#### Work item:
Return the full set of entries precisely. Do not carry over any pictures.

Stored data entries
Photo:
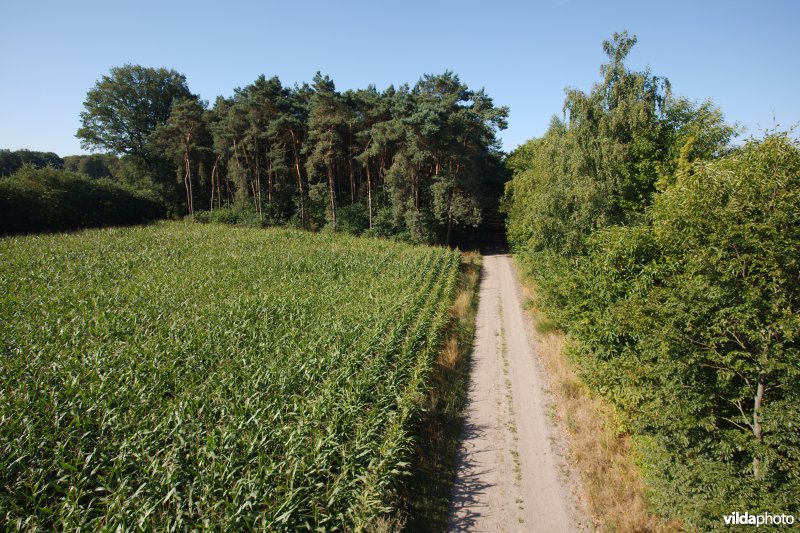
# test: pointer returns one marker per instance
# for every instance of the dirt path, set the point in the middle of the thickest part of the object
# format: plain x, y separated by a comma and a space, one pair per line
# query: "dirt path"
511, 475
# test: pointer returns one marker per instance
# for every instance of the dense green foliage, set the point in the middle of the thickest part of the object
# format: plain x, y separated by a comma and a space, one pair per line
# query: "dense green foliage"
10, 162
49, 199
672, 261
184, 376
419, 162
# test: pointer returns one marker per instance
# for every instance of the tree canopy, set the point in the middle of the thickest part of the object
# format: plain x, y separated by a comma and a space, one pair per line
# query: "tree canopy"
420, 162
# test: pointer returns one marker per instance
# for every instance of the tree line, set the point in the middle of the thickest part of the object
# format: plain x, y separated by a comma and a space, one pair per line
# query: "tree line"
419, 162
669, 255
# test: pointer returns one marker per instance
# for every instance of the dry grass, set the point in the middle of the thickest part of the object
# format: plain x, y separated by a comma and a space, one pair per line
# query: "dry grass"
438, 431
599, 448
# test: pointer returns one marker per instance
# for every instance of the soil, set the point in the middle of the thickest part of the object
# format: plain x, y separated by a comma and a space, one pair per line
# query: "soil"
512, 473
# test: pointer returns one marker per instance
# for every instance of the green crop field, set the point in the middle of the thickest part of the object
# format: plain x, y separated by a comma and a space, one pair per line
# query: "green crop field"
179, 376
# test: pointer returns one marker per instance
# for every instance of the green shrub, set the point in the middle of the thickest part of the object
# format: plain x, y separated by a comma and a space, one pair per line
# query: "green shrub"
48, 199
685, 320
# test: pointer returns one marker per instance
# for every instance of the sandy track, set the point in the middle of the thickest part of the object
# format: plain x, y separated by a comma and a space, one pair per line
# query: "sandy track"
511, 475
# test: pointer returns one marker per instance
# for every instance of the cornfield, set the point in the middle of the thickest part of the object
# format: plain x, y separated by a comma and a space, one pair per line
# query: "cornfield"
184, 376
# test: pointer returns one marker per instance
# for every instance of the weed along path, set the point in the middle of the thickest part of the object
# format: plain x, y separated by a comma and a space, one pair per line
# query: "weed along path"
510, 475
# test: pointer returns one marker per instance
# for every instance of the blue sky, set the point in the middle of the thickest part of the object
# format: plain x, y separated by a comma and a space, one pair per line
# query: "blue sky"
743, 54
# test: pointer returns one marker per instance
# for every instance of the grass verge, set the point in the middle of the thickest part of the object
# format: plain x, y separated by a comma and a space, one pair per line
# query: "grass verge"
438, 430
599, 447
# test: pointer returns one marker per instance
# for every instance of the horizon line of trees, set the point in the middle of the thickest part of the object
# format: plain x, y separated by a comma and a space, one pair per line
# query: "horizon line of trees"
420, 162
670, 257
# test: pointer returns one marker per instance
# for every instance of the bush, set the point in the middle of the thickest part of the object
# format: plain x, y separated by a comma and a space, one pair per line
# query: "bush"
49, 199
690, 323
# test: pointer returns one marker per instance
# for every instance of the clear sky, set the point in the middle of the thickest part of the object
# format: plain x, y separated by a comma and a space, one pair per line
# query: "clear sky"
743, 54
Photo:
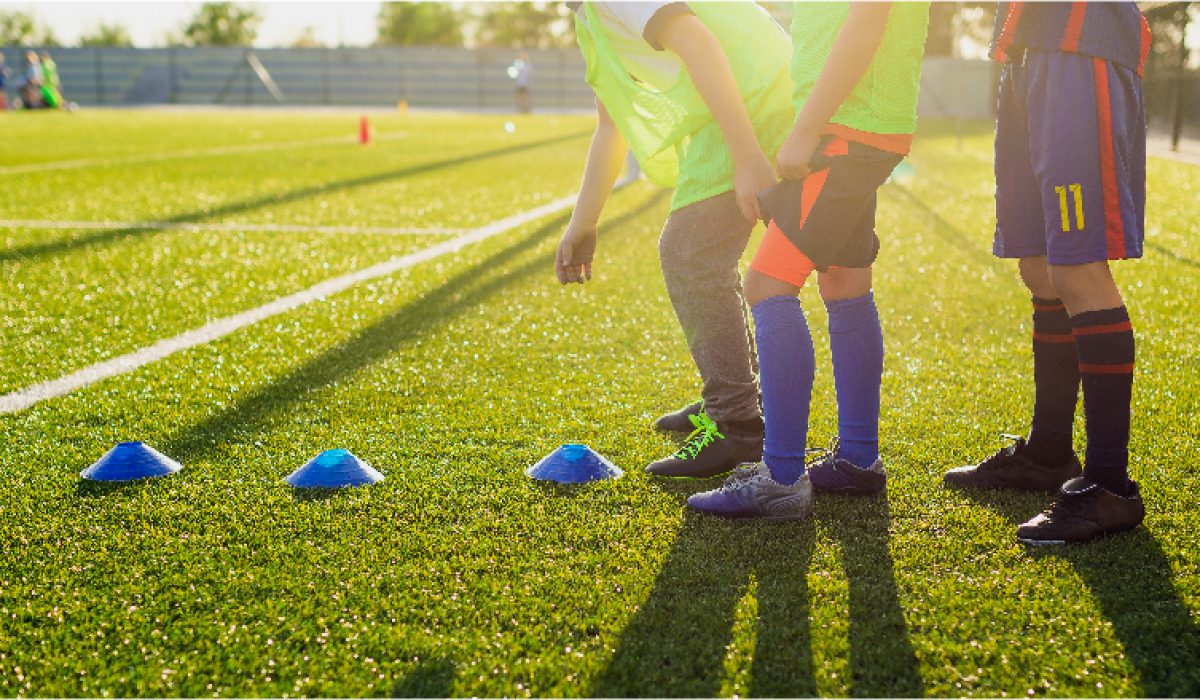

#### Finished exercise:
Photo:
# test: pointer returns one marker per instance
# for every instance of the dirt path, set the point in the middle of the thickest part of the object
# format: plain x, y separated by a comma and a space, one pair per line
# query: "dirt path"
511, 475
# test: pointer returns one marker per instance
# for every instance of the dense green foliage, set the point in the middle of the thickest part of the object
# format: plain x, y separated by a comma and a space, one pair per line
# query: "dense green foliage"
10, 162
49, 199
672, 261
184, 376
419, 162
# test: pointer returns one marker per instance
# for every instance of the tree canopy, set the point in the middle of the thickest part of the object
# format: plain x, y separated by a comma and a space, one pair per line
# query: "tree canopy"
420, 162
# test: pointer returns one marker per instance
# for every instance of the tree line, set the point in the middle of the thickest part of the object
# format: plain x, y separated by a comma and a space, one pair per line
# query: "tree line"
419, 162
669, 255
# test: pointer returns one marker per instance
# for every instance of the dry grass, set the point in the middle of the thickest part of the object
# format: plain x, y separated by a comma and a space, one pair per line
# query: "dry grass"
438, 431
599, 448
# test: pointer returns one marker per instance
# for every instance of the soil, set the point in the middle of the thickest part of the object
# format: plain x, y separated by a comma and a space, one pair per line
# query: "soil"
512, 473
# test: pointer returns one marker per instance
# for every instance of the green crop field, set the point in the middle of the thickest part of the object
# format: plain x, y separated by a comma and a space, one pair per line
# query: "green crop field"
179, 376
# test: pointer returns one marker per instance
# for every instance of the green shrub, set the point in the middle of the thickest part of the object
# format: plain x, y separated by a comma and a space, one pair per line
# query: "green shrub"
48, 199
685, 320
# test: pointer returns one marker per instance
# for every instance of the sandy track, set the point in the middle of the thickest part of the object
# format: plain x, y separated by a comma and a space, one pair per line
# query: "sandy track"
511, 475
# test: pointer returns one marker per instance
# for every instance of the cornfield, set the point in the middle of the thickest part of the object
# format: plain x, y separated by a comma and a space, one pair per line
# query: "cornfield"
184, 376
# test: pointer returns one marker per instance
# for every instance of the weed along path, set the point in the middle of the thickest part of the object
# format: plain x, y separated by a comma and a space, one pair per line
# query: "weed along path"
510, 475
# test: pointer returns one marker per instance
# for every instance of the blue sky, set the point in the middle of the thickest part of the object
# format: plain x, y separated by a comma and a space, one pair per line
# query: "blue sky"
743, 54
# test: pointer returns one marker per instance
# for every instance of the grass verge, set the point in the middle of the thickest part of the object
# format: plain x, y separated by a comma and a space, one pair per line
# query: "grass verge"
438, 430
599, 447
# test: pointer returns one marker per instance
# for every instance of the horizon line of trees, set the point in the middle of the thickest part of the object
# format: plain x, y separated by a comma and a space, one pair per line
# query: "horizon line of trees"
420, 162
670, 257
# test: pointer returns one marker per instance
# for every instance of the bush, set the point in the middle of the thickest part of the object
# format: plain x, y separated by a comma and a space, one pair per line
# query: "bush"
49, 199
690, 323
# test: pointer returns one marker per instance
# for every instance of the clear sky, set the point in the middle of the thickest part of the object
# format: plain x, y separated by a comma and a space, one pair per line
# query: "clear sky"
743, 54
Photo:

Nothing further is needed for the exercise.